SOURCE TEXT ▸
------------------------------------------------------------------------
24
Aug
2015

Can you spot a debater?

I have to admit up front that I have a set of biases when it comes to debate. My older sister was a debater throughout her high school career. Despite all of the time and effort she put in to research, I feel as though she actually owes all of her debating success to me, the annoying younger sister who constantly tried her patience and allowed her to unknowingly develop a stronger rhetorical skill set.  If not for me and all of the informal practice argumentation I gave her, I doubt she would have excelled so readily in the competitive forensics arena. But, I will save the rest of my contributions to her success for my therapist, or for another blog.

The other bias I hold is a far more positive one. You can spot a debater a mile away! Teaching in a college classroom allows you to encounter a diverse set of students. Having been in academia and the collegiate classroom for over fifteen years now, I have developed a rather keen sense of the types of skills that students need to succeed in higher education. I will forgo the stroll down memory lane that recounting this list invariably produces and instead focus on the topic at hand: why debaters are identifiable as such. It is usually by the end of the second or third week of class that I can systematically point them out. How do I have this magical power you may ask? It isn’t really me, but rather the type of student that rigorous policy debate invariably produces.
------------------------------------------------------------------------
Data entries
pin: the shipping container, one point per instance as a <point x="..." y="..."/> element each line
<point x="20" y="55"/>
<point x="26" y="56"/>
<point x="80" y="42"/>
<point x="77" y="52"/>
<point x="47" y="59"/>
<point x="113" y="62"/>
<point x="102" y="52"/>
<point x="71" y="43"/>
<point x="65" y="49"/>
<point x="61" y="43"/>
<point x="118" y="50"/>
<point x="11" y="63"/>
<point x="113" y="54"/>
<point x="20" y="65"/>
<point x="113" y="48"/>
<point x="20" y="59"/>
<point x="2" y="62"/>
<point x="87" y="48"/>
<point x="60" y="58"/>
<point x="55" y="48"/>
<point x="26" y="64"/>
------------------------------------------------------------------------
WHAT YOU NEED TO DO ▸
Answer these questions using the post on spotting debaters above.
(a) Which member of the writer's family was a debater throughout high school?
(b) For how long has the writer been in academia and the collegiate classroom?
(c) By what point in a class can the writer usually pick out the debaters?

WRITTEN RESPONSE ▸
(a) The writer's older sister.
(b) For over fifteen years.
(c) By the end of the second or third week of class.